Textauszug:
+===+

Eine Debatte über die allgemeine Erhöhung des Renteneintrittsalters lehnt Habeck zum jetzigen Zeitpunkt ab. „Es ist kein Tabu für mich, darüber zu reden, aber im Wahlkampf rate ich davon ab“, sagte Habeck beim GovTech-Gipfel.

Das Thema sei nicht geeignet „für eine polemische Debatte“, sagte der Grünen-Chef weiter. Die alleinige Frage nach einer längeren Lebensarbeitszeit verstelle in einem extrem komplexen Bereich den Blick auf mögliche Lösungen. „Die Erhöhung der Lebensarbeitszeit auf 67 Jahre wird beibehalten, und mehr muss erst mal dazu nicht gesagt werden.“

Die Koalition „vergackeiert die Menschen“

Im Zusammenhang mit der Benzinpreisdebatte warf Habeck Union und SPD vor, „die Grenze von politischer Lauterkeit weit überschritten“ zu haben. Die Koalition selbst habe über den CO2-Preis eine Erhöhung des Benzinpreises beschlossen. Was die Grünen nun vorschlügen, sei im Wesentlichen ein Vorziehen dieses Beschlusses.

+===+

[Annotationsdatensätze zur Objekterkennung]
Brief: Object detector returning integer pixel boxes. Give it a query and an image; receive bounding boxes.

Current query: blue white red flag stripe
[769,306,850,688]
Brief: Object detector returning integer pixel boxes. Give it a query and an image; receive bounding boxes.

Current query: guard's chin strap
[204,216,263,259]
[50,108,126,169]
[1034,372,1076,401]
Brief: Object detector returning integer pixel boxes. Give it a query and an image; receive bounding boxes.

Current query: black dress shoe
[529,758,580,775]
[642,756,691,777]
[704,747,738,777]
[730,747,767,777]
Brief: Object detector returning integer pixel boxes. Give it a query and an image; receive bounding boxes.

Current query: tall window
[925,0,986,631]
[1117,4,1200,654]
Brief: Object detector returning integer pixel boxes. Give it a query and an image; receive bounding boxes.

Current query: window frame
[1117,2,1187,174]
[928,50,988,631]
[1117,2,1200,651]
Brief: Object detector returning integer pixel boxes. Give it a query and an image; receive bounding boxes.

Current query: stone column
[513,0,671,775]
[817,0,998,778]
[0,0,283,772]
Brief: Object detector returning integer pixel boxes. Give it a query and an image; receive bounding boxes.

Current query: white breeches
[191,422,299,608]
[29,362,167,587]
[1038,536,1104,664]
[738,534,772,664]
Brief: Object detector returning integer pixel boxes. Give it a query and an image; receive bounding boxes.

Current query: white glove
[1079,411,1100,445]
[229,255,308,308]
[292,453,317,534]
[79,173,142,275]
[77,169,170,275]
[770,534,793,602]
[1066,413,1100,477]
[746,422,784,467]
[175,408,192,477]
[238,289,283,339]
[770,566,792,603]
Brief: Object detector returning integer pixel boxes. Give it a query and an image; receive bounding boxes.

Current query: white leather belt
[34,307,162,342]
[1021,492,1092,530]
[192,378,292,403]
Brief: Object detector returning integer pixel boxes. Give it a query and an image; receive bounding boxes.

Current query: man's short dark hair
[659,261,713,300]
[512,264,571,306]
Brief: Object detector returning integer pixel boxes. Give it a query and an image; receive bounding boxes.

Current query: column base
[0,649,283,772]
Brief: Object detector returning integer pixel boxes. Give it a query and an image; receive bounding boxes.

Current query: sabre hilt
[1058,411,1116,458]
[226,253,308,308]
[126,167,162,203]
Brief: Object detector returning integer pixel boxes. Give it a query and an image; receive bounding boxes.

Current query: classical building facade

+===+

Aufgaben:
- 1) Beantworte anhand des Auszugs:
(a) Bei welcher Veranstaltung äußerte sich Habeck zur Debatte über das Renteneintrittsalter?
(b) Auf wie viele Jahre wird die Lebensarbeitszeit laut Habeck weiterhin erhöht?
(c) Worüber hat die Koalition laut dem Auszug eine Erhöhung des Benzinpreises beschlossen?
- 2) Bitte entnimm dem Auszug wortgetreu den Abschnitt, der mit den Worten „Die Koalition „vergackeiert“ einsetzt und mit „Vorziehen dieses Beschlusses.“ schließt.
Die Zeilen werden hier nicht gebraucht.

Lösungen:
- 1)
(a) Beim GovTech-Gipfel.
(b) Auf 67 Jahre.
(c) Über den CO2-Preis.

- 2)
Die Koalition „vergackeiert die Menschen“

Im Zusammenhang mit der Benzinpreisdebatte warf Habeck Union und SPD vor, „die Grenze von politischer Lauterkeit weit überschritten“ zu haben. Die Koalition selbst habe über den CO2-Preis eine Erhöhung des Benzinpreises beschlossen. Was die Grünen nun vorschlügen, sei im Wesentlichen ein Vorziehen dieses Beschlusses.